"""

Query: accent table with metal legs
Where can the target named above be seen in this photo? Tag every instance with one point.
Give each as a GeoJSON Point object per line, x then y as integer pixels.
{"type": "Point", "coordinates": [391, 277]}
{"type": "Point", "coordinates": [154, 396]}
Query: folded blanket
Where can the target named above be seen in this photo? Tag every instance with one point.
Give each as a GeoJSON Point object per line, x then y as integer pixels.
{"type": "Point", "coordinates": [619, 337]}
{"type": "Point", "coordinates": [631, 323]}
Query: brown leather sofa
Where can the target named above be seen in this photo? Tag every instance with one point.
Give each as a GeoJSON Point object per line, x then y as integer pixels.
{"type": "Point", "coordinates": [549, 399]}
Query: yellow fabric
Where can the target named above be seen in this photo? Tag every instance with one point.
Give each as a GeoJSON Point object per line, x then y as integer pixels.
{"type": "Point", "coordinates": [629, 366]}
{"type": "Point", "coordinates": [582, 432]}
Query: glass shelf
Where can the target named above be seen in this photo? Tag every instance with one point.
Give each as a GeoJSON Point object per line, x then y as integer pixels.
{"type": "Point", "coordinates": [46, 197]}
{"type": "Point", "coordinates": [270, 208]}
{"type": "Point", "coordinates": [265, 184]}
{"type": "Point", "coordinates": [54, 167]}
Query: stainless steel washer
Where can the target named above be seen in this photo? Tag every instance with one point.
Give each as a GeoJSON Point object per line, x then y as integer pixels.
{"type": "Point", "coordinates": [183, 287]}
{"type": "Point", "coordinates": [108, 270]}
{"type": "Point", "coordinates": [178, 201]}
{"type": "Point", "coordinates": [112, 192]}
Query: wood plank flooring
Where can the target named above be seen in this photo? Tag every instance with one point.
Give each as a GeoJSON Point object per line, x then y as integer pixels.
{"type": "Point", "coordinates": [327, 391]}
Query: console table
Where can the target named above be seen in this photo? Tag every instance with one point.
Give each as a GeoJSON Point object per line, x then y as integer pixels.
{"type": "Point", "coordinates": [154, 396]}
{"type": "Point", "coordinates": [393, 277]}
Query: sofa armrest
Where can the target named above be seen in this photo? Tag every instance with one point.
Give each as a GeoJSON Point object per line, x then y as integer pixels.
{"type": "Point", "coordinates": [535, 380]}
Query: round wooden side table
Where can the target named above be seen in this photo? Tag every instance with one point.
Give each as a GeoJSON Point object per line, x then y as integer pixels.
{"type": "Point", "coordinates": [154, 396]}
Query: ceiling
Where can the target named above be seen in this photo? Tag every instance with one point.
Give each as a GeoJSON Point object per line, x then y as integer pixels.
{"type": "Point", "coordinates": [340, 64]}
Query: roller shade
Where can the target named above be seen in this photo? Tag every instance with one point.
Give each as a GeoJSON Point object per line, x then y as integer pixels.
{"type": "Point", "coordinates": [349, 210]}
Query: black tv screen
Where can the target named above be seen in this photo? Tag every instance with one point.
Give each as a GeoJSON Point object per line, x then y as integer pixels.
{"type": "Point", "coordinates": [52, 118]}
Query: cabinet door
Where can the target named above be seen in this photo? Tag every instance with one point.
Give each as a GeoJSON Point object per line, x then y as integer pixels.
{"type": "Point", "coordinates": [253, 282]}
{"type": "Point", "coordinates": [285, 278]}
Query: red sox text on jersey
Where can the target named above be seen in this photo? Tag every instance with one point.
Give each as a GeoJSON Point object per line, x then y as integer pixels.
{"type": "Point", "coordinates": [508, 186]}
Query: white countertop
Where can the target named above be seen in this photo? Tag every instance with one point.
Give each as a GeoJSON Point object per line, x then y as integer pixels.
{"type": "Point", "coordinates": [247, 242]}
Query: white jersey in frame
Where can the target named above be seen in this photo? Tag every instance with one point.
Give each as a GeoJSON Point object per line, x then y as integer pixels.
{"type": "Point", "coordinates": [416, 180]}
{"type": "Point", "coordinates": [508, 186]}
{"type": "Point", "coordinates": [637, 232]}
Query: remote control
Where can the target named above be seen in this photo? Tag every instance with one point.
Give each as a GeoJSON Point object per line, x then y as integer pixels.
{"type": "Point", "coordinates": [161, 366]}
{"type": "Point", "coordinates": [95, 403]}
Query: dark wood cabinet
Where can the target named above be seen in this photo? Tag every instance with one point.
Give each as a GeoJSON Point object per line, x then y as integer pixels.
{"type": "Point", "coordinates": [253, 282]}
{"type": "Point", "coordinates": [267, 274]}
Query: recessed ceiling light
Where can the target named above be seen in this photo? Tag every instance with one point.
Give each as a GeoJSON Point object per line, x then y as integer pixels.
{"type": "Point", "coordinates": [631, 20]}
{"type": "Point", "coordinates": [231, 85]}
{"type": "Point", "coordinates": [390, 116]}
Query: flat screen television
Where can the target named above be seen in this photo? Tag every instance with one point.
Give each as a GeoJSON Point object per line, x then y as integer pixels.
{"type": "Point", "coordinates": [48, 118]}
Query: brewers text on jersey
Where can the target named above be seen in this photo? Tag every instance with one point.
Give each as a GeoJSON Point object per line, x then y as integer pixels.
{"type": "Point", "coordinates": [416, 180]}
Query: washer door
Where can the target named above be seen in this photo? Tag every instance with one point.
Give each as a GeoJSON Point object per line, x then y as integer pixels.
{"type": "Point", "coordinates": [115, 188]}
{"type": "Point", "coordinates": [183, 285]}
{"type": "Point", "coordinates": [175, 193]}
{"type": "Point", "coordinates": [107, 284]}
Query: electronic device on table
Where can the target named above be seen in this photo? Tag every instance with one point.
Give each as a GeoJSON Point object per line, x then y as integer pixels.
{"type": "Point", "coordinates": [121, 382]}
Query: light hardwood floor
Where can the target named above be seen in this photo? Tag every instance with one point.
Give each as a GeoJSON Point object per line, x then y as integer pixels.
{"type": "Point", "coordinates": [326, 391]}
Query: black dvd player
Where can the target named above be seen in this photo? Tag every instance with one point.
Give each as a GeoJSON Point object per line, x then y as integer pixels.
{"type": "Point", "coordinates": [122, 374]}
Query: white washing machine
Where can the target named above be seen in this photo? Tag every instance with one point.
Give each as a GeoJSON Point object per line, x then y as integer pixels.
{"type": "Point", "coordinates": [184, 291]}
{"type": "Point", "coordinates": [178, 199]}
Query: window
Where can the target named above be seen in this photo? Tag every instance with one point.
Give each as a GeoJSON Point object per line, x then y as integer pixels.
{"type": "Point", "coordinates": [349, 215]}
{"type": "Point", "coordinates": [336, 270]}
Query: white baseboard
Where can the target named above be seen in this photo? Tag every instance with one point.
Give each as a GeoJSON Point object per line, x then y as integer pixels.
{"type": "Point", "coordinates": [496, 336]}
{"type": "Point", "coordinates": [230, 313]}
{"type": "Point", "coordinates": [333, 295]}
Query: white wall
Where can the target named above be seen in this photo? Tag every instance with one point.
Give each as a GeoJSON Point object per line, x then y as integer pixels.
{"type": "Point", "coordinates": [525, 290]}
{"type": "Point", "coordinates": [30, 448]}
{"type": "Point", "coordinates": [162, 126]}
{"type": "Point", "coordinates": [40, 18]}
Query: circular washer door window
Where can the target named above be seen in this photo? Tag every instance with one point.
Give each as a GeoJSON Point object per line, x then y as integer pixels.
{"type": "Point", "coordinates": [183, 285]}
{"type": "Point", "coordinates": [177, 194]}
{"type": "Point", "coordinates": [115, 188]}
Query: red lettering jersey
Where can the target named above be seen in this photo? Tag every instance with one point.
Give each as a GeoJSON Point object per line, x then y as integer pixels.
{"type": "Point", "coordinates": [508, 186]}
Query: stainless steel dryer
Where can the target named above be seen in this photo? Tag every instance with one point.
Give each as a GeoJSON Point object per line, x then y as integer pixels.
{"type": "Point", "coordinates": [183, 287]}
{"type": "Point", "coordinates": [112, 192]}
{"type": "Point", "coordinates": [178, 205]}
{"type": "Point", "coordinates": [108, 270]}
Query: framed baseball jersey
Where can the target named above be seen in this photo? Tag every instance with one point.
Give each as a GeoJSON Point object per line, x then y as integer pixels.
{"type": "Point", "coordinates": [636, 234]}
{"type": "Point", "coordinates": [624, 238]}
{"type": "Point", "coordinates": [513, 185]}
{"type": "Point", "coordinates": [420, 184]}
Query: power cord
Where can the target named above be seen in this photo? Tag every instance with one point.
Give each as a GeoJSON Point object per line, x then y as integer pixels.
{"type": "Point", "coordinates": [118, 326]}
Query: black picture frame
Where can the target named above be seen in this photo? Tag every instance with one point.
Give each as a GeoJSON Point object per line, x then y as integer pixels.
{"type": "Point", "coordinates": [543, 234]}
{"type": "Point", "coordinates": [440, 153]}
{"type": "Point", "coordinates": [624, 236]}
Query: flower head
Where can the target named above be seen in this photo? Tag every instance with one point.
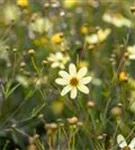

"""

What to work on: Copy word for word everything from the line that has "Query: black picture frame" through the end of the items above. Leave the pictures out.

Solution for this problem:
Query: black picture frame
Where can the target named above be seen in this photo? Tag every instance with one point.
Give each as a GeoJSON Point object per line, x then y as integer pixels.
{"type": "Point", "coordinates": [543, 234]}
{"type": "Point", "coordinates": [440, 153]}
{"type": "Point", "coordinates": [624, 236]}
Query: flower head
Where can the target named above be seen in this photo? Tag every instance with one point.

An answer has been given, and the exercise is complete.